(Natural-language object grounding data)
============

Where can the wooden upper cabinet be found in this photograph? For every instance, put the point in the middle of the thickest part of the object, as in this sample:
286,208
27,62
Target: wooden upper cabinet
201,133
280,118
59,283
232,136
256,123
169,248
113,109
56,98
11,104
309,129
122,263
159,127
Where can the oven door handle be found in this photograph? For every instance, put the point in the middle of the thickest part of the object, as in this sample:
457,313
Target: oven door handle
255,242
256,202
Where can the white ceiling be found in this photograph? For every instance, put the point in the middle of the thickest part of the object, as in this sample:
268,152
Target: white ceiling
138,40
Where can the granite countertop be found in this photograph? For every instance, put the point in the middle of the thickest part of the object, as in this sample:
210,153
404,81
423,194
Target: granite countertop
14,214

============

#### PROMPT:
Precisely reproduce all the entries shown above.

#### PROBLEM SOLUTION:
Where can the wooden upper cabinet be found in this photograph? For every instance, put the point in the middle of the thickest part of the object, as in this sample:
286,208
27,62
Target: wooden upper cabinet
201,133
280,118
59,283
232,136
256,123
169,248
113,109
56,98
11,104
309,129
122,263
159,127
Where can the oven door handle be found in this photograph? For every instance, put the point in the middle of the thickest part of the object, as in this sample:
457,313
Target: oven door handle
255,242
256,202
Where can the white ceiling be found in this photograph? For every instance, put the point in the middle of the thickest part of the object, as in this sample:
268,152
Target: white ceiling
138,40
Where can the granite countertop be found in this photograph? For every instance, put the point in the middle of the thickest part of the object, as in this sample:
210,153
404,81
423,194
Target: granite countertop
14,214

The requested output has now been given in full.